*Data extract:*
========================
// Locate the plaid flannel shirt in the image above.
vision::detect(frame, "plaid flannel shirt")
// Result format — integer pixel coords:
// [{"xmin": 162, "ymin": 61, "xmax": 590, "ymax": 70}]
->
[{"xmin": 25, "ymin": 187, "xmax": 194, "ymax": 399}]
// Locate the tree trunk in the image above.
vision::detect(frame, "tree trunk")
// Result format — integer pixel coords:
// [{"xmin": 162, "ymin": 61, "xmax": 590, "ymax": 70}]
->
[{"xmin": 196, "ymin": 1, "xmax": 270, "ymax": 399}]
========================
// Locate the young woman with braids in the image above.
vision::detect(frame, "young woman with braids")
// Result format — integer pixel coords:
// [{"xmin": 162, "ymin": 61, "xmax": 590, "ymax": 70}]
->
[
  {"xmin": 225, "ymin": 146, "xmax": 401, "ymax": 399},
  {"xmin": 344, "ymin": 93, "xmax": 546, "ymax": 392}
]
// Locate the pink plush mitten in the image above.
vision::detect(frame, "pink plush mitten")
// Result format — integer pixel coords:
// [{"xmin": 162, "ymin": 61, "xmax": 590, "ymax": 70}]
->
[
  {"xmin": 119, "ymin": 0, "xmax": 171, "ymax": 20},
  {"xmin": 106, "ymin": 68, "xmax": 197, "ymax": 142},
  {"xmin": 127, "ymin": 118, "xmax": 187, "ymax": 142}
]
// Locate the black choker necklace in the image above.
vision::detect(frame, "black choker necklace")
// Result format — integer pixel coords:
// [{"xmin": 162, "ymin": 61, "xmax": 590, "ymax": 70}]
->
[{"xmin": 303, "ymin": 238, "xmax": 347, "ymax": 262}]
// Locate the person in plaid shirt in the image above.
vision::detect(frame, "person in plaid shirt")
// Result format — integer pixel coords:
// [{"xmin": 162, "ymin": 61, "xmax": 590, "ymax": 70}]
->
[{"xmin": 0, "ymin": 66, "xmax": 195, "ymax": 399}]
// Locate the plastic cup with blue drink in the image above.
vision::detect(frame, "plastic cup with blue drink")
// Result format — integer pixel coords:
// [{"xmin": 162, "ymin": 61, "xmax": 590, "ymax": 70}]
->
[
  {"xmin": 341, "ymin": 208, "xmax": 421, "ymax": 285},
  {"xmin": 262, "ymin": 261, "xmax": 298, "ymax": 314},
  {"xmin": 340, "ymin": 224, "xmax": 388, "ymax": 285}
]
========================
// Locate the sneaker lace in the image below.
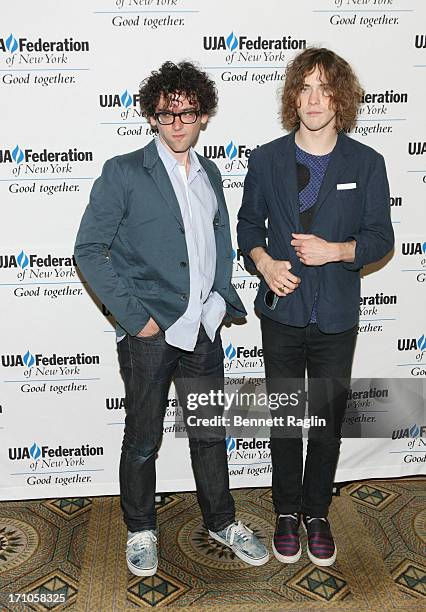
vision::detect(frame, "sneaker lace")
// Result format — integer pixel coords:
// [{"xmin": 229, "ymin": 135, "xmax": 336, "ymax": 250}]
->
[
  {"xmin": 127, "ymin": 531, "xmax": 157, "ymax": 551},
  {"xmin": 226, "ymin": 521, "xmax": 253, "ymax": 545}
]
========================
Reproduce each line of the material that mentions "woman".

*Task response:*
// Locate the young woman with braids in the image above.
vision::detect(frame, "young woman with braids")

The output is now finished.